#### CONSIGNA A
¿Qué líneas de los registros contienen la palabra "wheel"? Identifícalas y cópialas todas, distinguiendo entre mayúsculas y minúsculas.

#### FRAGMENTO SELECCIONADO

Alberto Barciela.
La muerte se escribe con cenizas, la inmortalidad con palabras. Sucumben reinas y reyes, reales e impostados, de género definido, en tiempos en que imperan las ambigüedades libertarias y liberalizadoras.
Expiran monarcas y escritores. Las coronas son de flores, brotes que también se habrán de marchitar expuestos al tiempo que avanza y mira hacia otro lado, como lo hacen los imperios con sus repúblicas y sus lozanías, como las honras frágiles, televisadas, enredadas.
Setenta años de cetro, ella, y de vida, él. Segunda y primero, de Reino Unido y de Redonda, ambos no predestinados al trono, comprometidos con sus destino, instinto, voluntad y obligaciones, impuestas o elegidas. Isabel -II- y Javier Marías -Xavier I-.
Negro sobre blanco. En el luto plural, resulta vigente la reflexión de Giovanni Papini: “si los reyes no creen en la realeza, ¿cómo podemos creer los hombres?” Esta moraleja de la fábula racional, la metáfora, contiene, como es lógico, lo fabuloso, la apariencia de lo real y de lo simple, el misterio imaginado como envés de lo creíble. El incrédulo escritor italiano acabó siendo fervoroso creyente.

#### CONSIGNA B
Prosigue el texto sobre las muertes de Isabel II y Javier Marías a partir de su última oración.

#### LISTA DE REGISTROS
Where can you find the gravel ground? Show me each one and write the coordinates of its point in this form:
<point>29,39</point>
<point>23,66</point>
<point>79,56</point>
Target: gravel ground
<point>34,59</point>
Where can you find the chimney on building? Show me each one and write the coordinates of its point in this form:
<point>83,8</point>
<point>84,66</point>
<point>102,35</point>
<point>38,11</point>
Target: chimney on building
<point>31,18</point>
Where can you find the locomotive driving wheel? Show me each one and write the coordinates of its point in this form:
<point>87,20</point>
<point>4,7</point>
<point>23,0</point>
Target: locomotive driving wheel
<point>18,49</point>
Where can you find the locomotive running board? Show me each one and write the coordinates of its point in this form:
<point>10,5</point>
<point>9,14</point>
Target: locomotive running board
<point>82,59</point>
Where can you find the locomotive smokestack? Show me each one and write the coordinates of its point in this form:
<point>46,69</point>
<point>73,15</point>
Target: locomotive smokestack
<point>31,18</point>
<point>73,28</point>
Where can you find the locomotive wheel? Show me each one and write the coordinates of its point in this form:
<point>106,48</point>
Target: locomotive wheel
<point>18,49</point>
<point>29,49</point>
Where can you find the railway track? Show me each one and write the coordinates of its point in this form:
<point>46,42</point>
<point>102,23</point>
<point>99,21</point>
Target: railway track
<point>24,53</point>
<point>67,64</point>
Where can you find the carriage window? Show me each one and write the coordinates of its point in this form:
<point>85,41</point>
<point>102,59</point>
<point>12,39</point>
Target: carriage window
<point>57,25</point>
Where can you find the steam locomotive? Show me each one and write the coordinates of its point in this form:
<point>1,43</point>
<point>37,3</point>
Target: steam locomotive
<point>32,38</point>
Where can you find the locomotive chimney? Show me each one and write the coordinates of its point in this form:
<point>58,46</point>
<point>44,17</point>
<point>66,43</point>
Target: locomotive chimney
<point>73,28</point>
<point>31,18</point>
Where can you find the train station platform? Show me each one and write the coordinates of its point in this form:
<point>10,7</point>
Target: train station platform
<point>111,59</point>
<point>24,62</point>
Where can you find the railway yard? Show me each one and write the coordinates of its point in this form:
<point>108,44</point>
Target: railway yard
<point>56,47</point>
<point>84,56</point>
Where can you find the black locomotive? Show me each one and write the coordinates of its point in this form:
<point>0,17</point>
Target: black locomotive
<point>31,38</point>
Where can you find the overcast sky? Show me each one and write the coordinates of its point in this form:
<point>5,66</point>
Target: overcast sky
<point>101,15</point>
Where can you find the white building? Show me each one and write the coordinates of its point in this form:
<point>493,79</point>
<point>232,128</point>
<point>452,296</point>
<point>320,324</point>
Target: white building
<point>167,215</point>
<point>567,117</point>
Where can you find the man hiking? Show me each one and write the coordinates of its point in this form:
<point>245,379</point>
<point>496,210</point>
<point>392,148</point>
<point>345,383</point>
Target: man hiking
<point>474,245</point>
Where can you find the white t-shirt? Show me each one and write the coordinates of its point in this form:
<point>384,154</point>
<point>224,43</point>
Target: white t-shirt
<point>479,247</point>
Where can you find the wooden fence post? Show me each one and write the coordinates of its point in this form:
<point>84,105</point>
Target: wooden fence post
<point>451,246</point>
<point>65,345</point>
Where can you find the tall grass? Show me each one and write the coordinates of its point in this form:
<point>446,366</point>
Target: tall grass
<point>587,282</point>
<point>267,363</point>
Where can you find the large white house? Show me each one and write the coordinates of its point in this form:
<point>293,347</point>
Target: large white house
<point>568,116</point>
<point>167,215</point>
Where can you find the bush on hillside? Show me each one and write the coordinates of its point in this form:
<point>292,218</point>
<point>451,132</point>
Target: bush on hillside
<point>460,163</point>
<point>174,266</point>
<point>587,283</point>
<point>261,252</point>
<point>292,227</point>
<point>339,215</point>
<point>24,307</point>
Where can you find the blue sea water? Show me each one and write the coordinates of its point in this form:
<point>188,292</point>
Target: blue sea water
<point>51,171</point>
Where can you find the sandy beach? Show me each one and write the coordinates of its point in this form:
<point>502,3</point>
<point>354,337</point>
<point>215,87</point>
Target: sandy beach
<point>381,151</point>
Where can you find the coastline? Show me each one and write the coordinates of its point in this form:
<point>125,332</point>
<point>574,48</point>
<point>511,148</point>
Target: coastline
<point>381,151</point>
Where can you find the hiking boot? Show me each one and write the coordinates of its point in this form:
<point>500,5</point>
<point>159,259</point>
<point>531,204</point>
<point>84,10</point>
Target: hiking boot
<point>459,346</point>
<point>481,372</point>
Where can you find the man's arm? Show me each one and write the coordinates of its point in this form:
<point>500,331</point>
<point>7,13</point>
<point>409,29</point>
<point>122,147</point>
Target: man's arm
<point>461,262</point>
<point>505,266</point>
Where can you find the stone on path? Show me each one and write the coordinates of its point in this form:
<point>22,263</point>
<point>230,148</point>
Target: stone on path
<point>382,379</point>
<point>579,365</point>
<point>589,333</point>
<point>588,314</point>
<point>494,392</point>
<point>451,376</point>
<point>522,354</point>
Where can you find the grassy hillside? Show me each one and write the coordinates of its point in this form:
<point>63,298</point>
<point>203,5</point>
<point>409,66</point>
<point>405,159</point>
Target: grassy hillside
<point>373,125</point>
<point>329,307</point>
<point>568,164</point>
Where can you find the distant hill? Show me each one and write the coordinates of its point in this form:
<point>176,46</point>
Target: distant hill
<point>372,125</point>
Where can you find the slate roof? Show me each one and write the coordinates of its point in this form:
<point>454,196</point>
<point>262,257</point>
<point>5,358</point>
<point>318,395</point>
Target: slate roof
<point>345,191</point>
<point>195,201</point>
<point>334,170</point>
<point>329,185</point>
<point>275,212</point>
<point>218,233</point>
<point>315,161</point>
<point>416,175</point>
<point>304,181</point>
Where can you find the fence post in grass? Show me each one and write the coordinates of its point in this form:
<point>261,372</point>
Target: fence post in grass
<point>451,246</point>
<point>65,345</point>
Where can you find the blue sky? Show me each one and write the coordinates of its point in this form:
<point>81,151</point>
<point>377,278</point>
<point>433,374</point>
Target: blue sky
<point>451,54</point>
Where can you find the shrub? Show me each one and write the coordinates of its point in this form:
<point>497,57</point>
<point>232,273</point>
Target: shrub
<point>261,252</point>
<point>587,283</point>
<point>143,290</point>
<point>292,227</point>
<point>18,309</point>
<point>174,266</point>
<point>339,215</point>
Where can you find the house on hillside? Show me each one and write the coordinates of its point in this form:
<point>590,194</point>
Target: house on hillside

#### RESPUESTA DEL EJERCICIO A
Where can you find the locomotive driving wheel? Show me each one and write the coordinates of its point in this form:
Target: locomotive driving wheel
Where can you find the locomotive wheel? Show me each one and write the coordinates of its point in this form:
Target: locomotive wheel

#### RESPUESTA DEL EJERCICIO B
Admirar y conocer es entretenido en sus propias contradicciones, la masa lo sabe y por eso adquiere cuentos. Aún así, elevar la ceremonia fúnebre a silencio reflexivo es posible, nos salva de la desesperanza, aunque no pueda evitar lo inevitable. Conseguiremos sí permanecer distraídos, exhaustos de vivir vidas ajenas, apantallados, pasmados, incluso idiotizados. Como inmersos entre cadáveres ajenos a familiaridades, relaciones afectivas o lecturas, viajamos con un cortejo televisado cual vuelta ciclista, de interés muy inferior a las intrigas palaciegas, a las ceremonias religiosas, a las maquinaciones académicas o a las series de la BBC o de Netflix.
Los personajes circunstancialmente elevados buscan la inmortalidad entre los que sabemos que estamos predestinados a la nada física. Ellos gozan de un consuelo mínimo: saben que habrán de permanecer en la memoria de los pueblos y de los lectores -casi siempre escasos, aunque privilegiados-. Las reinas gozan del “Hola” y los inmortales eruditos de las bibliotecas. A Marías lo leemos en sus abundancias, a Isabel la ojeamos en la Historia. Ahí permanecerán, cual papiros en la Biblioteca de Alejandría o las joyas de pasar en la Torre de Londres, prisioneros de anaqueles que ganaron por méritos y respeto.
La inmortalidad es un canto a la soledad al que de manera ingenua aspiramos. Pervivir indefinidamente sería optar por renunciar a lo próximo, a lo cotidiano o reconocible, a lo que nos hace ser como somos. Supondría olvidarnos necesariamente del amor o de la amistad o del paisaje. Posiblemente fuese un camino seguro a la locura, a través del desapego, de la incomprensión de sucesivos nuevos mundos.
Ser eterno sería no ser, al menos como somos, y entonces cabe preguntarse para qué querríamos perdurar. Eso todo se substrae de la filosofía de Javier Marías y se elude en las estirpes reales. Me declaro pues humilde súbdito de un escritor y no de una reina.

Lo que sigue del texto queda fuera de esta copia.